------ EXCERPTED PASSAGE

0 Replies Latest reply on Nov 21, 2013 4:39 AM by R R

    The suspected member log keeps on coming and coordinator is not made when master(or coord) goes down

    R R Newbie

      Hello,

       

      We have a 4 node jboss 5.1.0 cluster. We have observed a strange behavior  during fail over:

       

      Some times when there is heavy load on all the nodes and master node is shut down, no other member node becomes coordinator and the following log keeps on coming indefinitely on the other nodes:

       

      DEBUG [org.jgroups.protocols.VERIFY_SUSPECT] diff=1500, mbr 10.XXX.XX.XXX:7600 is dead (passing up SUSPECT event)

------------
------ LISTED ENTRIES

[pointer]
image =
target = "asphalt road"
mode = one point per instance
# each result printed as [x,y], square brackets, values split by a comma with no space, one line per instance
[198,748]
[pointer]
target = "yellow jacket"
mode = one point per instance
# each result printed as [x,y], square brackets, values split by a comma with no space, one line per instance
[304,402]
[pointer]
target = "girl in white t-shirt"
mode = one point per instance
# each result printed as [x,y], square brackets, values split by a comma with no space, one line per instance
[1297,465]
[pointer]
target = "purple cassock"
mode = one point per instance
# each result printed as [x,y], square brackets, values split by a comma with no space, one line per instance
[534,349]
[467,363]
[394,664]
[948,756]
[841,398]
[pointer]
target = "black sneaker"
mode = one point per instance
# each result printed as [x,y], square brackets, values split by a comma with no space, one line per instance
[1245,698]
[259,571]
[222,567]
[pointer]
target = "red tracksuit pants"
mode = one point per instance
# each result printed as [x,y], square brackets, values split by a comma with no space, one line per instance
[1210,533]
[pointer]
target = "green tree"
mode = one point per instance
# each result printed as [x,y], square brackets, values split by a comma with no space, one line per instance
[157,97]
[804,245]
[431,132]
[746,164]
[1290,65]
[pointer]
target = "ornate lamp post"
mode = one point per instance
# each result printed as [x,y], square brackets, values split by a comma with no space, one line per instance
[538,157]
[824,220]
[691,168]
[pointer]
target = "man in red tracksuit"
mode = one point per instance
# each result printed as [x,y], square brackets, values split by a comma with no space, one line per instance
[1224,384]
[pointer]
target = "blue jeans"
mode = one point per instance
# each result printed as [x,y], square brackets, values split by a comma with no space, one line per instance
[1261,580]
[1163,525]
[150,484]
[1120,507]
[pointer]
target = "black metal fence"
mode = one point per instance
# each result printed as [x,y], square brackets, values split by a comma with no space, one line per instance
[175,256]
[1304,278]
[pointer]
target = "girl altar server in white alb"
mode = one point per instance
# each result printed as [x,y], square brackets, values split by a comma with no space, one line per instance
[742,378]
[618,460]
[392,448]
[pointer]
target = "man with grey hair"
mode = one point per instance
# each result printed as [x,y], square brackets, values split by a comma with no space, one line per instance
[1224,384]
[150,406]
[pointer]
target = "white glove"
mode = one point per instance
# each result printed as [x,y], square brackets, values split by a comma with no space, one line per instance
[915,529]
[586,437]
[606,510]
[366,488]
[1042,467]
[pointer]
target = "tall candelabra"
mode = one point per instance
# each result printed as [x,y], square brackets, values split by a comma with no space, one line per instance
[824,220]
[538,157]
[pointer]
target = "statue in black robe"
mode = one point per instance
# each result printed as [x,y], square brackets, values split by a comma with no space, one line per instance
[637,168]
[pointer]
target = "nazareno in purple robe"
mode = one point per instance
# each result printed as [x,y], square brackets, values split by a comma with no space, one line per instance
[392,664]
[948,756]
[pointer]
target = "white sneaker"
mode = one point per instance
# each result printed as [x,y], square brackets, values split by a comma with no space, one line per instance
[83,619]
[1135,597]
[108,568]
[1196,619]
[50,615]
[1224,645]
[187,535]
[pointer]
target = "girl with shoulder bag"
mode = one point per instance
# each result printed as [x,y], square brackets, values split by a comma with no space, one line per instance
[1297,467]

------------

## AIM
Say whether each statement agrees with the forum post about the JBoss cluster failover. Answer yes or no for each, and quote the deciding words of the post.
1. The cluster described has four nodes.
2. The problem occurs every time the master node is shut down.
3. The log message stops appearing after a short time.

## COMPLETE RESPONSE
1. Yes: "We have a 4 node jboss 5.1.0 cluster."
2. No: "Some times when there is heavy load on all the nodes and master node is shut down"
3. No: "the following log keeps on coming indefinitely on the other nodes"